Afuera, una tarde de octubre romano caía, azulada y ruidosa, detrás de las
colinas del Gianícolo. Adentro, un invitante silencio obligaba a recorrer la
historia de muchas aventuras humanas y divinas en un sitio de la culminación
de la belleza. ¡Cinco personas! En realidad no fue ningún milagro encontrar
ese tesoro sin la consabida conglomeración y sin las fastidiosas colas.
Corrían los días de un sínodo de obispos convocado por Juan Pablo II y como
secretario de la delegación argentina a esa reunión, me tocaba estar a lo
largo de todo ese mes en Roma. Por deferencia del cardenal Pironio, pudimos
ir por la tarde de un sábado, libre de reuniones, a recorrer esa maravilla a
nuestras anchas. Entre los cinco se contaba también el cardenal Primatesta,
en ese tiempo Presidente de la Conferencia episcopal argentina. A pesar de
la solemnidad del lugar no pude dejar de caer en la tentación de estirar mi
cuerpo en el piso, con mi cabeza arriba y a lo largo, y dejar de ese modo
que mi vista recorriera libremente los frescos del techo más hermoso del
mundo. Así, sin
guardias y guías, gozaba desde mi privilegiado punto de observación, las
figuras dinámicas y vigorosas que salen de los paneles y se desbordan
precipitadamente. Parecen pintadas sin haber sido acabadas del todo para que
el espectador la complete en su retina. Por un
instante recordé que Michelángelo pensó que pintar ese lugar era para él un
salto al vacío. Había dicho a un amigo florentino, en 1509: “La mia pintura
morta difendi ormai e´ il mio onore, non sendo in loco bon, né io pittore”.

- **DESAFÍOS**
a. Indica si cada afirmación coincide con el relato de la visita a Roma: (i) la visita se hizo un sábado por la tarde; (ii) el grupo tuvo que esperar en largas colas; (iii) el cardenal Primatesta presidía entonces la Conferencia episcopal argentina.
b. Escribe la continuación del relato de la visita a Roma a partir de su última oración.

Datos de etiquetado de coordenadas
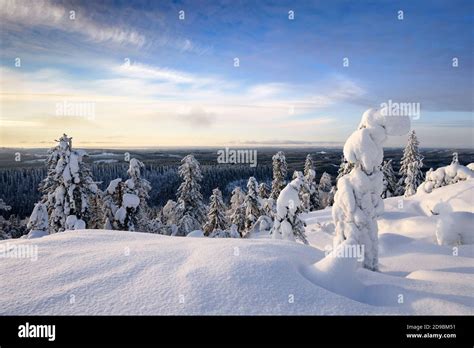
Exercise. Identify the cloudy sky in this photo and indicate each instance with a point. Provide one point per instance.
(151, 79)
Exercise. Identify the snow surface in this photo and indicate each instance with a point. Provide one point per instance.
(103, 272)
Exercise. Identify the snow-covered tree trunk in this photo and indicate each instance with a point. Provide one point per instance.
(68, 188)
(191, 210)
(287, 224)
(358, 200)
(38, 223)
(325, 186)
(411, 164)
(236, 213)
(139, 187)
(280, 171)
(252, 210)
(216, 219)
(389, 180)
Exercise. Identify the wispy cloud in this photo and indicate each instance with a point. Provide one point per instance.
(30, 13)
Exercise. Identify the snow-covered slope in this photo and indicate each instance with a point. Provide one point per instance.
(112, 272)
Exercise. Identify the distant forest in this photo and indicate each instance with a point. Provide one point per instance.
(19, 184)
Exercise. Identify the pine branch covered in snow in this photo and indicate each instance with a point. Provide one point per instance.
(325, 186)
(68, 188)
(390, 183)
(190, 206)
(344, 168)
(252, 210)
(411, 164)
(216, 218)
(236, 213)
(280, 171)
(140, 187)
(358, 200)
(287, 224)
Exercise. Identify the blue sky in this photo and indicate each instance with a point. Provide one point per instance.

- **LAS RESPUESTAS**
a.
(i) Sí: «ir por la tarde de un sábado, libre de reuniones».
(ii) No: «sin la consabida conglomeración y sin las fastidiosas colas».
(iii) Sí: «en ese tiempo Presidente de la Conferencia episcopal argentina».

b.
Era evidente que el artista no se sentía en su lugar y no se reconocía, a sí
mismo, como pintor. El era conciente que tenía delante una inmensidad de
incógnitas. También yo me formulé muchas preguntas desde donde estaba ¿Qué
vería Michelángelo a veinte metros más abajo, que es la altura de la
Capilla, donde plasmaría después una compleja articulación de escenas? ¿Cómo
daría una visión unívoca a una fragmentación de escenas diversas? ¿Cuáles
escenas bíblicas elegiría? ¿Cómo simplificar las secuencias del Antiguo
Testamento para que resalten la prefiguración del Nuevo? Hay escenas
complicadas, como la de “La borrachera de Noé” o la del “Diluvio” o la del
“sacrificio de Noé” al lado del arca apenas construida. Sin embargo nada hay
allí que no tenga armonía. Pero mi vista
se detuvo allá, donde el impacto dramático golpea fuertemente más allá de
las dimensiones espaciales y de los colores. Allá donde el genial artista
plasmó la secuencia de la inagotable pregunta de Dios a Adán, después del
pecado original: “¿Dónde estás?” El relato
bíblico dice así: “Al oír la voz del Señor Dios que se paseaba por el
jardín, a la hora que sopla la brisa, se ocultaron de él entre los árboles
del jardín. Pero el Señor Dios llamó al hombre y le dijo ¿Dónde estás? Oí
tus pasos por el jardín, respondió él, y tuve miedo porque estaba desnudo.
Por eso me escondí” (Gen. 3,8-10). Pregunta que
evoca un infinito. “¿Dónde estás” Y allí, en
Capilla Sixtina, acostado sobre el pavimento y fijando la mirada en esa
escena, sentí que estaba dentro del drama de Adán interrogado por el
Creador. Sin dudas que
Michelángelo tuvo inspiración divina. ¿Cómo si no, el espectador, de la
Capilla sixtina puede elevarse tan fácilmente a la presencia celestial desde
su butaca de tierra? “¿Dónde estás?”, resuena en el oído al ver la escena.
“¿Dónde estás?”, sueno y resuena, y entonces, el pensamiento se traslada
desde la belleza del sofito hasta la verdad que Dios revela en esa pregunta.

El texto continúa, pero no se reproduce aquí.